* **WHAT THE TASK REQUIRES**
All of the records shown below need to be copied with no differences.

* **RAW DATA**
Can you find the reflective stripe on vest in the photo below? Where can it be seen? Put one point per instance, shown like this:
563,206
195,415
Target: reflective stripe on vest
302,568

* **TASK SOLUTION**
Can you find the reflective stripe on vest in the photo below? Where can it be seen? Put one point per instance, shown like this:
563,206
195,415
Target: reflective stripe on vest
302,568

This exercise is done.